**Exercise instructions**
Give back the line where "the cat's ear" appears and all the lines after it until the listing ends, unchanged and with nothing else.

Records from a dataset:
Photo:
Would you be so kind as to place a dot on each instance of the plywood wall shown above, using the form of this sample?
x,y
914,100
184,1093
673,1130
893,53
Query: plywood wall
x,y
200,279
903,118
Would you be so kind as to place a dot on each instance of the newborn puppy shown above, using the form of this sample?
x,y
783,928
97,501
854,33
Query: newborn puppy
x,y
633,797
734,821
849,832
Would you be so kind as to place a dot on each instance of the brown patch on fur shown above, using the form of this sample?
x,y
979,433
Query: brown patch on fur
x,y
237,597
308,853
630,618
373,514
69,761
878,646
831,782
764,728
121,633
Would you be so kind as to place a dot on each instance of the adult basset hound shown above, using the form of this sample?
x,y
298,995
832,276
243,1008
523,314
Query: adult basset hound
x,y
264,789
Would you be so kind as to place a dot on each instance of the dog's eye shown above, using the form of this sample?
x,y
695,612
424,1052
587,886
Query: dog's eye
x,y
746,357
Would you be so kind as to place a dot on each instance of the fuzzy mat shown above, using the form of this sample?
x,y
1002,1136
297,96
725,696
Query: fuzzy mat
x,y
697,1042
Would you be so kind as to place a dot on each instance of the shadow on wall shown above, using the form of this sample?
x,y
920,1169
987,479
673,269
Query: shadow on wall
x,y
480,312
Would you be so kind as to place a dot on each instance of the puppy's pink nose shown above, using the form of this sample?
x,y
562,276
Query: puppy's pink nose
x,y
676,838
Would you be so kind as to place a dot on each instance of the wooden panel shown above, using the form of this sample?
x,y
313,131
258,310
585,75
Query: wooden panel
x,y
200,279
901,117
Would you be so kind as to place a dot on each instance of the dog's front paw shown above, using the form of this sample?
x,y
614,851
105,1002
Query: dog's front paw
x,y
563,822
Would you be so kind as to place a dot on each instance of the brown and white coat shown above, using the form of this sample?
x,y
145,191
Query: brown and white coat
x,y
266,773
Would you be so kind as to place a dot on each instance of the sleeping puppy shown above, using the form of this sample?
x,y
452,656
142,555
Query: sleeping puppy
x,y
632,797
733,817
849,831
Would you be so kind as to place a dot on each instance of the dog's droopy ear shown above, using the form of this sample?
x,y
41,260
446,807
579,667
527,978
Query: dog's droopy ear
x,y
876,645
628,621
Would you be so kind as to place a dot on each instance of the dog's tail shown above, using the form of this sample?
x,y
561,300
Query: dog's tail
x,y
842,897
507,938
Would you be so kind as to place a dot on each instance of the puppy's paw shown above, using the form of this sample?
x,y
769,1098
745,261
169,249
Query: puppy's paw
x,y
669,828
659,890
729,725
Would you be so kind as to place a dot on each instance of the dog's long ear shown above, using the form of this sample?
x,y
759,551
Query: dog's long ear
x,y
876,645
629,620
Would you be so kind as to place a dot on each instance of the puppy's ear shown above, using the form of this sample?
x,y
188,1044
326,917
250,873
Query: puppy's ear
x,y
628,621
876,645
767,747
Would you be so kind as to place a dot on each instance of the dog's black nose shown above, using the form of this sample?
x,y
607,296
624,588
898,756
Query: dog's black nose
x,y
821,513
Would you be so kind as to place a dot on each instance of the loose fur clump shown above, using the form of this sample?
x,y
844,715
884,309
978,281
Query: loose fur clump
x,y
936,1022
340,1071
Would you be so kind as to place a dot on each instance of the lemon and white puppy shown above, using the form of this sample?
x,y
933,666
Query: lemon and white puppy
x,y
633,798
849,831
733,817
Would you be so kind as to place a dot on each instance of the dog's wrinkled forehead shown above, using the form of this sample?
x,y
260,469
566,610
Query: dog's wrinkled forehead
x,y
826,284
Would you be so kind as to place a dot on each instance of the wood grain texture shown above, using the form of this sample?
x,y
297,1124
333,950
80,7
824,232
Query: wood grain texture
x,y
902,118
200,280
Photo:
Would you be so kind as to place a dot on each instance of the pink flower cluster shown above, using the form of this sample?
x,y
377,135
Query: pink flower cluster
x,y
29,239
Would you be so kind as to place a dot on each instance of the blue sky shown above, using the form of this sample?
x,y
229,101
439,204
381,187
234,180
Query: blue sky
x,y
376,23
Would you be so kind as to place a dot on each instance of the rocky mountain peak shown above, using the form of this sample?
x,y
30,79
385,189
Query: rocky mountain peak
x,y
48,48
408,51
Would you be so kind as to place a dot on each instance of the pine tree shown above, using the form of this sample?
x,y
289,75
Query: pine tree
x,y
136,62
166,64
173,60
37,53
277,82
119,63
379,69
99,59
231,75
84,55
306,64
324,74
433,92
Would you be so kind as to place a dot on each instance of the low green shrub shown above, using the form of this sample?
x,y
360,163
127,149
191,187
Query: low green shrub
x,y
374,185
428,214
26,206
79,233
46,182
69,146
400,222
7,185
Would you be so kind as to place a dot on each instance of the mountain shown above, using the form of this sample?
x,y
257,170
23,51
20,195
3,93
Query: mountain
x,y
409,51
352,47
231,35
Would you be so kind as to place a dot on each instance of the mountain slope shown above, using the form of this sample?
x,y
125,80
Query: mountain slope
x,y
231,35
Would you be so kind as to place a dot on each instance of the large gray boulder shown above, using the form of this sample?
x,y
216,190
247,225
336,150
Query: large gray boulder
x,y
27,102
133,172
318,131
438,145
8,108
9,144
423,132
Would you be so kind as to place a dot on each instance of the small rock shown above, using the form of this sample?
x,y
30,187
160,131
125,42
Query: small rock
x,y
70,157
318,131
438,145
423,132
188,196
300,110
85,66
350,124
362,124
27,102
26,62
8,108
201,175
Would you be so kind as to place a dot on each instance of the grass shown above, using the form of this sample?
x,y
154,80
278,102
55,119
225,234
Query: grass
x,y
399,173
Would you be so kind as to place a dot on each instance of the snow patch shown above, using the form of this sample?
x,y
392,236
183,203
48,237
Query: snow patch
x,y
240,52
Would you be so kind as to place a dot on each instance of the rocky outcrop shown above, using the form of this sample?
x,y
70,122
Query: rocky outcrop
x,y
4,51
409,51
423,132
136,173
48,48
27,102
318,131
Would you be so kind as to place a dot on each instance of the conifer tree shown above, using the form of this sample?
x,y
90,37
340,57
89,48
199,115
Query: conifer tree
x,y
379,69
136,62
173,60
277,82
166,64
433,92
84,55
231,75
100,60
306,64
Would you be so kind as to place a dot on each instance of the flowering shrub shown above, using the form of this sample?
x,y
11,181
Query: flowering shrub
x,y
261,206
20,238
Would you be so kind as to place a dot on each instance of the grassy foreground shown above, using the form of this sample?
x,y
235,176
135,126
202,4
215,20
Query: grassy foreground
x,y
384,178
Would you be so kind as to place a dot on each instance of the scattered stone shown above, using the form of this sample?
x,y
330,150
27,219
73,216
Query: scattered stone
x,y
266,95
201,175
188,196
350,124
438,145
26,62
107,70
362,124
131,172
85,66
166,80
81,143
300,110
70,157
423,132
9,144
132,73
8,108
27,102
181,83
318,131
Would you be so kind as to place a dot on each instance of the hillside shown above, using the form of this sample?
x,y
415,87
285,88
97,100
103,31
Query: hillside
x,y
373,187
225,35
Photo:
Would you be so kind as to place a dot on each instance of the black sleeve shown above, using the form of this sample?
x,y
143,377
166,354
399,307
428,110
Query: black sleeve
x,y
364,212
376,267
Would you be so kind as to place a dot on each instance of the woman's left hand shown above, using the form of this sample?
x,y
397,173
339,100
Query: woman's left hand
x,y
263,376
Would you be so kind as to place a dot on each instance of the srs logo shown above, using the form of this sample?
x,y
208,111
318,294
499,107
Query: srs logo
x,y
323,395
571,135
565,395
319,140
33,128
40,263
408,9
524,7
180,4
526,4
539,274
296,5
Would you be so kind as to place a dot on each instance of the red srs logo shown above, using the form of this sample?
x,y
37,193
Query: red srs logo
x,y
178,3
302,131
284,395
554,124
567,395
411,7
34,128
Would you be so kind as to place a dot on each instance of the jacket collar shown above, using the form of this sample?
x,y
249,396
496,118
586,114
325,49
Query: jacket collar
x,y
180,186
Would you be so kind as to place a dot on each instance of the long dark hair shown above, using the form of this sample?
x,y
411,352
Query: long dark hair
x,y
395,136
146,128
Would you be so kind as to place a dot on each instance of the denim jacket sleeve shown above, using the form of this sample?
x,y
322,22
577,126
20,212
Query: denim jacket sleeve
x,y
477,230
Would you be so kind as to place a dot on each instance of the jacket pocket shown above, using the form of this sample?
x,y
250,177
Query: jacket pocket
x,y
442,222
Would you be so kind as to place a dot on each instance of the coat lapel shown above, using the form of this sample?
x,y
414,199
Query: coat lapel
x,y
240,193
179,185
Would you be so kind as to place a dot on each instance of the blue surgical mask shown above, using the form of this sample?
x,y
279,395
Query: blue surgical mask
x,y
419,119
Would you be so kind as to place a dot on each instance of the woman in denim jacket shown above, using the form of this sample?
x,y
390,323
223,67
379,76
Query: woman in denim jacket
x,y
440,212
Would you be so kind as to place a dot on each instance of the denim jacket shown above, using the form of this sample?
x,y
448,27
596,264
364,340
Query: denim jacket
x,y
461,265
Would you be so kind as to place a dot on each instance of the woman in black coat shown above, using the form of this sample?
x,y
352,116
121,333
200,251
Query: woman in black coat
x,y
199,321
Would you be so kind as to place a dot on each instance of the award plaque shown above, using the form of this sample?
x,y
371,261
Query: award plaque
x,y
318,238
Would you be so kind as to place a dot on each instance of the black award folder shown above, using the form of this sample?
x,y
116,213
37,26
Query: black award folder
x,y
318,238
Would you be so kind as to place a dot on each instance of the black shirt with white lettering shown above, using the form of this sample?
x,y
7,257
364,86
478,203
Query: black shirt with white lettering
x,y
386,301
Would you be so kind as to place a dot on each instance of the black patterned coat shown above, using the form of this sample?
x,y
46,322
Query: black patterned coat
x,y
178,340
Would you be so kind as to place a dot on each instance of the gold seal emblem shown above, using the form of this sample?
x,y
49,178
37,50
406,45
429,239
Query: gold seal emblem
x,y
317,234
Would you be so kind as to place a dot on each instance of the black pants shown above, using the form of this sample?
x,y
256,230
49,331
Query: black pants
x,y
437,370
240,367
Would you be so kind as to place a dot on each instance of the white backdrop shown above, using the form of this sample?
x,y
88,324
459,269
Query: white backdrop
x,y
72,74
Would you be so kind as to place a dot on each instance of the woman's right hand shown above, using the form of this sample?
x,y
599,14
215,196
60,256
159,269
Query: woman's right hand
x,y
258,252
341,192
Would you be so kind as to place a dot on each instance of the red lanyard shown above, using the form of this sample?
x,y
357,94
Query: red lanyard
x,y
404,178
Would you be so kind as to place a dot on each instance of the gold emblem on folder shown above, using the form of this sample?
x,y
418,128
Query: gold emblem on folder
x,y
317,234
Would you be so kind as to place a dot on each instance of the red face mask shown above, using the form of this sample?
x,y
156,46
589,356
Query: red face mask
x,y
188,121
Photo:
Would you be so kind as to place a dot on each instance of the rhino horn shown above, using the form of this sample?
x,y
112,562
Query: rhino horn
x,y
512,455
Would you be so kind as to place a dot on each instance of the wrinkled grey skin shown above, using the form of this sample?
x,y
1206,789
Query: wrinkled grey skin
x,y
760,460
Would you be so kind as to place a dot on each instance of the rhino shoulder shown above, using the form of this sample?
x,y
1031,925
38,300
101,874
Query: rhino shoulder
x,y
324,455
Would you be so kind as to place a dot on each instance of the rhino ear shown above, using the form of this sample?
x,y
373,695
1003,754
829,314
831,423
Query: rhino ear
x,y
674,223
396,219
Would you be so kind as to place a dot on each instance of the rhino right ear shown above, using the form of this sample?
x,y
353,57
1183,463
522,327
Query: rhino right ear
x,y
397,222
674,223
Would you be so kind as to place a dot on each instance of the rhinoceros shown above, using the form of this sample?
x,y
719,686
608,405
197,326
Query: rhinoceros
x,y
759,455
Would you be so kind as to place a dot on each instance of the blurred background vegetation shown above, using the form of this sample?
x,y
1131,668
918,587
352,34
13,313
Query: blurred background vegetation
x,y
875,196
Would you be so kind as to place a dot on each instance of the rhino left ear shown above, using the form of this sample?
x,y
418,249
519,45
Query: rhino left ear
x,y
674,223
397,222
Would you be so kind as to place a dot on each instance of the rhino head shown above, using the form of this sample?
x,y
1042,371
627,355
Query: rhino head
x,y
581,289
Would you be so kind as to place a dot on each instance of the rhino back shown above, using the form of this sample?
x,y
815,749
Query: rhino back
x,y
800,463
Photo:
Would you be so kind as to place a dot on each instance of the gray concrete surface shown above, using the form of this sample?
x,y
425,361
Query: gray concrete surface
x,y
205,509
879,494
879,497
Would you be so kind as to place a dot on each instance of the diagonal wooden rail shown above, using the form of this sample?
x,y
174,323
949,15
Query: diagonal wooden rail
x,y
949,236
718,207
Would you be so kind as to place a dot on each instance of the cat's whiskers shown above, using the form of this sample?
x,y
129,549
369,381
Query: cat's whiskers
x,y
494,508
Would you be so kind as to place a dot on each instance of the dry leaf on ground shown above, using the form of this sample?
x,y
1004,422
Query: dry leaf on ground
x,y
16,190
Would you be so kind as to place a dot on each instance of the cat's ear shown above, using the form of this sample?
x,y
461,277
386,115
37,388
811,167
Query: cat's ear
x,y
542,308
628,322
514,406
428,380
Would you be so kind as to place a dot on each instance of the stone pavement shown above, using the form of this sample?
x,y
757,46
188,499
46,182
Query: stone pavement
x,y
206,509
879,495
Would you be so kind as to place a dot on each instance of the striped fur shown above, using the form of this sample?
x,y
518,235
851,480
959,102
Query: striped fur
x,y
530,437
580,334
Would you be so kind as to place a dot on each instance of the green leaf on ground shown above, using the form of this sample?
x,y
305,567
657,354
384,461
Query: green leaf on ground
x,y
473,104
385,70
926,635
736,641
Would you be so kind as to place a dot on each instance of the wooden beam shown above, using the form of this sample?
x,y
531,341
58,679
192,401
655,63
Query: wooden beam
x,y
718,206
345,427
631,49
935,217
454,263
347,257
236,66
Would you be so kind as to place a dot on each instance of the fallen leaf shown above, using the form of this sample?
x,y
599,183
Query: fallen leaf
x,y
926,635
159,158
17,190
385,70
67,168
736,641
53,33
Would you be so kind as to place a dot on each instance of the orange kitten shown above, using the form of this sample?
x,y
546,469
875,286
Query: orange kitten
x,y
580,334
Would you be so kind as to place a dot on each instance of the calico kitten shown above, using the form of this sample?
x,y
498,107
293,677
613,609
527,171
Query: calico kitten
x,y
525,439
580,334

**Solved problem**
Would you be so kind as to place a dot on each instance of the cat's ear shown above, using the form of this sample?
x,y
461,277
386,115
37,388
811,167
Query: cat's ear
x,y
542,308
628,322
514,406
428,380
Would you be so kind as to place a dot on each instance of the stone pavement shown above, using the form of this sample?
x,y
757,46
188,499
46,182
Query: stone pavement
x,y
206,509
879,495
Would you be so kind as to place a dot on each instance of the striped fur shown above, using the form of this sample?
x,y
518,235
851,480
959,102
Query: striped fur
x,y
530,437
580,334
Would you be so kind as to place a dot on each instance of the green leaf on ground shown above, using the form of this sample?
x,y
305,567
657,354
384,461
Query: green leaf on ground
x,y
473,104
385,70
926,635
736,641
Would you be so kind as to place a dot on each instance of the wooden beam shown above, using the form of this sample?
x,y
531,341
58,679
192,401
655,63
Query: wooden beam
x,y
718,206
345,427
631,49
935,217
454,263
347,257
236,66
Would you be so kind as to place a dot on each instance of the fallen leaf shown above, using the form of this sample?
x,y
599,183
Query: fallen leaf
x,y
926,635
159,158
17,190
385,70
67,168
736,641
53,33
Would you be so kind as to place a dot on each instance of the orange kitten shown above, using the form of this sample?
x,y
546,469
875,286
Query: orange kitten
x,y
580,334
Would you be so kind as to place a dot on each instance of the calico kitten shown above, using the form of this sample?
x,y
498,107
293,677
613,609
527,171
Query: calico kitten
x,y
525,439
580,334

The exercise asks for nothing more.